[Segmentation mask data]
***

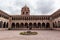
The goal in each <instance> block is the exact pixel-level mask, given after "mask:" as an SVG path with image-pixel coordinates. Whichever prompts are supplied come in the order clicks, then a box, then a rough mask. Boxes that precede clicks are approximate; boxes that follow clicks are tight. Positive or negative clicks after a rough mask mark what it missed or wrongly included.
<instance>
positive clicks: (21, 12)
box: [21, 5, 30, 16]
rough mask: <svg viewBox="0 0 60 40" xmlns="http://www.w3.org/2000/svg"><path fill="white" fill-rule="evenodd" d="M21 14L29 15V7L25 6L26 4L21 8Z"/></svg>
mask: <svg viewBox="0 0 60 40" xmlns="http://www.w3.org/2000/svg"><path fill="white" fill-rule="evenodd" d="M21 15H24V16H27V15H30V10H29V7H27V6H26V5H25V6H24V7H23V8H22V9H21Z"/></svg>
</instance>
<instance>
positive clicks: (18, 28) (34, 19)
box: [0, 6, 60, 29]
mask: <svg viewBox="0 0 60 40" xmlns="http://www.w3.org/2000/svg"><path fill="white" fill-rule="evenodd" d="M57 28H58V29H59V28H60V9H59V10H57V11H56V12H54V13H53V14H52V15H30V9H29V7H27V6H24V7H22V9H21V15H9V14H7V13H5V12H3V11H2V10H0V29H57Z"/></svg>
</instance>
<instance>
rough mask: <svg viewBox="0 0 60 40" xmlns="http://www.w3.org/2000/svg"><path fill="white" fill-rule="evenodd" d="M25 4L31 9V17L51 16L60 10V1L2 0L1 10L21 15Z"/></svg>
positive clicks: (50, 0)
mask: <svg viewBox="0 0 60 40" xmlns="http://www.w3.org/2000/svg"><path fill="white" fill-rule="evenodd" d="M25 4H26V5H27V6H28V7H29V8H30V14H31V15H51V14H52V13H54V12H55V11H56V10H58V9H59V8H60V0H0V10H3V11H4V12H6V13H8V14H10V15H19V14H21V8H22V7H23V6H24V5H25Z"/></svg>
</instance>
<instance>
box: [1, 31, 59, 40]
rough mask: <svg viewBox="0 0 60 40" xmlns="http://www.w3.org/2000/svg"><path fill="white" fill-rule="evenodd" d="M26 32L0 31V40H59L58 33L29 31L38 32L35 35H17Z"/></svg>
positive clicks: (58, 35) (51, 32) (42, 31)
mask: <svg viewBox="0 0 60 40" xmlns="http://www.w3.org/2000/svg"><path fill="white" fill-rule="evenodd" d="M22 31H27V30H10V31H0V40H60V31H51V30H31V31H36V32H38V34H37V35H19V33H20V32H22Z"/></svg>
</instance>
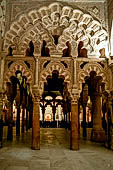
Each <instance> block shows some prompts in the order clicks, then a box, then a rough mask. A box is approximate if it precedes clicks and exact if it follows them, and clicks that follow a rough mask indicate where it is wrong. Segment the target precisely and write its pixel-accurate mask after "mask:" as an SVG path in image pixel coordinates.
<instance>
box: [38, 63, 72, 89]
mask: <svg viewBox="0 0 113 170" xmlns="http://www.w3.org/2000/svg"><path fill="white" fill-rule="evenodd" d="M54 70H57V71H58V73H59V76H60V77H62V76H63V77H64V82H66V83H67V87H68V90H69V91H70V90H71V87H72V76H71V73H70V72H69V71H68V70H66V69H65V68H64V66H63V65H62V64H61V63H58V62H51V63H49V64H48V65H47V67H46V68H45V69H43V70H42V72H41V73H40V76H39V82H40V84H39V88H40V90H41V91H42V92H43V88H44V82H47V77H48V76H52V72H53V71H54Z"/></svg>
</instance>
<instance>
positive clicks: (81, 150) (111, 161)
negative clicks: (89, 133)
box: [0, 128, 113, 170]
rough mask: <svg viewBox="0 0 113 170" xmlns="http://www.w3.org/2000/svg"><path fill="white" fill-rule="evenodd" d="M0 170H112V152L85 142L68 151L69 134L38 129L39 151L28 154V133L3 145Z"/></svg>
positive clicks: (35, 150) (14, 138)
mask: <svg viewBox="0 0 113 170" xmlns="http://www.w3.org/2000/svg"><path fill="white" fill-rule="evenodd" d="M3 142H4V143H3V148H2V149H0V170H113V151H111V150H108V149H106V148H105V147H104V146H102V145H100V144H96V143H92V142H88V141H83V140H81V141H80V150H79V151H71V150H70V149H69V131H67V130H65V129H49V128H48V129H41V149H40V150H31V148H30V147H31V130H30V131H29V132H27V133H26V134H25V135H24V136H21V137H20V138H16V137H14V141H13V142H11V143H10V142H7V141H3Z"/></svg>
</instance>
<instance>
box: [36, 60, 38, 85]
mask: <svg viewBox="0 0 113 170" xmlns="http://www.w3.org/2000/svg"><path fill="white" fill-rule="evenodd" d="M35 61H36V62H35V85H38V58H36V60H35Z"/></svg>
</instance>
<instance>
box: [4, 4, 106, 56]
mask: <svg viewBox="0 0 113 170" xmlns="http://www.w3.org/2000/svg"><path fill="white" fill-rule="evenodd" d="M31 40H32V41H33V43H34V47H35V53H36V54H37V55H40V52H41V45H42V41H43V40H45V41H46V42H47V46H48V47H49V49H50V54H55V53H57V54H62V51H63V49H65V47H66V42H67V41H69V42H70V44H71V47H72V49H71V50H72V56H75V55H76V51H77V46H78V44H79V42H80V41H83V42H84V47H85V48H86V49H87V50H88V56H96V55H98V52H99V50H100V49H101V48H103V47H106V46H107V42H108V33H107V31H106V30H105V28H103V26H102V24H101V22H100V21H98V20H97V19H95V18H94V17H92V16H91V15H90V14H88V13H87V12H86V13H85V12H83V11H82V10H80V9H73V8H72V7H70V6H63V5H62V4H61V3H57V2H56V3H52V4H50V5H49V6H43V7H41V8H39V9H33V10H31V11H29V12H28V13H25V14H22V15H20V16H19V17H18V20H16V21H14V22H13V23H12V24H11V26H10V29H9V31H7V32H6V35H5V41H4V50H7V48H8V47H9V46H12V47H13V49H14V52H15V53H18V52H20V53H22V54H24V53H25V49H26V48H27V47H28V44H29V42H30V41H31Z"/></svg>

***

_TASK REQUIREMENTS_
Restate the entries verbatim, without pictures.

_YOUR RESPONSE_
The goal in each <instance> block is the exact pixel-level mask, given after "mask:" as an SVG path with image-pixel coordinates. Whichever prompts are supplied come in the order clicks, then a box, then a rough mask. Boxes that precede clicks are approximate; boxes that follow clicks are tight. Positive or negative clicks after a rough mask mark what it missed or wrongly included.
<instance>
positive clicks: (21, 12)
box: [21, 5, 30, 16]
rough mask: <svg viewBox="0 0 60 40" xmlns="http://www.w3.org/2000/svg"><path fill="white" fill-rule="evenodd" d="M21 14L29 15V7L25 6L26 4L21 8Z"/></svg>
mask: <svg viewBox="0 0 60 40" xmlns="http://www.w3.org/2000/svg"><path fill="white" fill-rule="evenodd" d="M21 15H24V16H27V15H30V10H29V7H27V6H26V5H25V6H24V7H23V8H22V9H21Z"/></svg>
</instance>
<instance>
positive clicks: (18, 28) (34, 19)
box: [0, 6, 60, 29]
mask: <svg viewBox="0 0 60 40" xmlns="http://www.w3.org/2000/svg"><path fill="white" fill-rule="evenodd" d="M57 28H58V29H59V28H60V9H59V10H57V11H56V12H54V13H53V14H52V15H30V9H29V7H27V6H24V7H22V9H21V15H9V14H7V13H5V12H3V11H2V10H0V29H57Z"/></svg>
</instance>
<instance>
rough mask: <svg viewBox="0 0 60 40" xmlns="http://www.w3.org/2000/svg"><path fill="white" fill-rule="evenodd" d="M25 4L31 9V17L51 16L60 10V1L2 0L1 10L21 15Z"/></svg>
positive clicks: (50, 0)
mask: <svg viewBox="0 0 60 40" xmlns="http://www.w3.org/2000/svg"><path fill="white" fill-rule="evenodd" d="M25 4H26V5H27V6H28V7H29V8H30V14H31V15H51V14H52V13H54V12H55V11H56V10H58V9H59V8H60V0H0V10H3V11H4V12H6V13H8V14H10V15H19V14H21V8H22V7H23V6H24V5H25Z"/></svg>
</instance>
<instance>
box: [1, 31, 59, 40]
rough mask: <svg viewBox="0 0 60 40" xmlns="http://www.w3.org/2000/svg"><path fill="white" fill-rule="evenodd" d="M26 32L0 31V40H59L58 33L29 31L38 32L35 35H17Z"/></svg>
positive clicks: (58, 35) (51, 32) (42, 31)
mask: <svg viewBox="0 0 60 40" xmlns="http://www.w3.org/2000/svg"><path fill="white" fill-rule="evenodd" d="M22 31H27V30H10V31H0V40H60V31H51V30H31V31H36V32H38V34H37V35H19V33H20V32H22Z"/></svg>
</instance>
Each <instance> block shows some prompts in the order clicks, then a box, then a rough mask. A box is approximate if it precedes clicks and exact if it follows them, and clicks that follow a rough mask indicate where it is wrong. Segment the target precisely and write its pixel-accurate mask after "mask:" as an SVG path in image pixel coordinates.
<instance>
box: [38, 63, 72, 89]
mask: <svg viewBox="0 0 113 170" xmlns="http://www.w3.org/2000/svg"><path fill="white" fill-rule="evenodd" d="M54 70H57V71H58V73H59V76H60V77H62V76H63V77H64V82H66V83H67V87H68V90H69V91H70V90H71V87H72V76H71V73H70V72H69V71H68V70H66V69H65V68H64V66H63V65H62V64H61V63H58V62H51V63H49V64H48V65H47V67H46V68H45V69H43V70H42V72H41V73H40V76H39V82H40V84H39V88H40V90H41V91H42V92H43V88H44V82H47V77H48V76H52V72H53V71H54Z"/></svg>
</instance>
<instance>
positive clicks: (81, 150) (111, 161)
negative clicks: (89, 133)
box: [0, 128, 113, 170]
rough mask: <svg viewBox="0 0 113 170" xmlns="http://www.w3.org/2000/svg"><path fill="white" fill-rule="evenodd" d="M0 170H112V152L85 142L68 151L69 134L38 129L39 151L28 154V133L3 145Z"/></svg>
positive clicks: (35, 150) (14, 138)
mask: <svg viewBox="0 0 113 170" xmlns="http://www.w3.org/2000/svg"><path fill="white" fill-rule="evenodd" d="M3 142H4V143H3V148H2V149H0V170H113V151H111V150H108V149H106V148H105V147H104V146H102V145H100V144H96V143H92V142H88V141H83V140H81V141H80V150H79V151H71V150H70V149H69V131H67V130H65V129H49V128H48V129H41V149H40V150H31V148H30V147H31V130H30V131H29V132H27V133H26V134H25V135H24V136H21V137H20V138H16V137H14V141H13V142H11V143H10V142H7V141H3Z"/></svg>
</instance>
<instance>
box: [36, 60, 38, 85]
mask: <svg viewBox="0 0 113 170" xmlns="http://www.w3.org/2000/svg"><path fill="white" fill-rule="evenodd" d="M35 61H36V62H35V85H38V58H36V60H35Z"/></svg>
</instance>
<instance>
box: [4, 4, 106, 56]
mask: <svg viewBox="0 0 113 170" xmlns="http://www.w3.org/2000/svg"><path fill="white" fill-rule="evenodd" d="M31 40H32V41H33V43H34V47H35V53H36V54H37V55H40V52H41V45H42V41H43V40H45V41H46V42H47V46H48V47H49V49H50V54H55V53H57V54H62V51H63V49H65V47H66V42H67V41H69V42H70V44H71V47H72V49H71V50H72V56H75V55H76V51H77V46H78V44H79V42H80V41H83V42H84V47H85V48H86V49H87V50H88V56H96V55H98V52H99V50H100V49H101V48H103V47H106V46H107V42H108V33H107V31H106V30H105V28H103V26H102V24H101V22H100V21H98V20H97V19H95V18H94V17H92V16H91V15H90V14H88V13H87V12H86V13H85V12H83V11H82V10H80V9H73V8H72V7H70V6H63V5H62V4H61V3H57V2H56V3H52V4H50V5H49V6H43V7H41V8H39V9H33V10H31V11H29V12H28V13H25V14H22V15H20V16H19V17H18V20H16V21H14V22H13V23H12V24H11V26H10V29H9V31H7V32H6V35H5V41H4V50H7V48H8V47H9V46H12V47H13V49H14V52H15V53H18V52H20V53H22V54H24V53H25V49H26V48H27V47H28V44H29V42H30V41H31Z"/></svg>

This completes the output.